◆ Task requirements: An acceptable response holds only the line containing "Target: border collie" and every line after it to the end of the records, each reproduced exactly.

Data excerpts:
------------------------------------------------------------------------

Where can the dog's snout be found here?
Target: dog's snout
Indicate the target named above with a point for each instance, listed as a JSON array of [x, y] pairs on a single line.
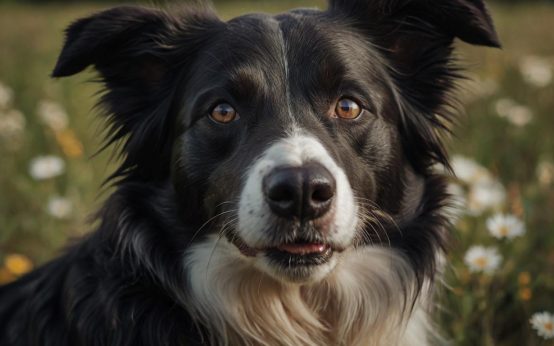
[[304, 192]]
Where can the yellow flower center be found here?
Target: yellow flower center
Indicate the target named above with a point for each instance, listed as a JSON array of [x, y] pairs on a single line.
[[481, 262], [504, 231]]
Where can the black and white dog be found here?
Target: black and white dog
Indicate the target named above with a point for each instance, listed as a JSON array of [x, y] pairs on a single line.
[[276, 185]]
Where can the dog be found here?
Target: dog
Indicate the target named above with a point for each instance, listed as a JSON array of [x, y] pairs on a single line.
[[277, 184]]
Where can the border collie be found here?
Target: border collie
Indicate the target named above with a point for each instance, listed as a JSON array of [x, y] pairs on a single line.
[[277, 183]]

------------------------------------------------------------------------

◆ Task result:
Target: border collie
Indicate the target named above with a point for each instance, listed as a JSON array of [x, y] pairs on a single line.
[[277, 183]]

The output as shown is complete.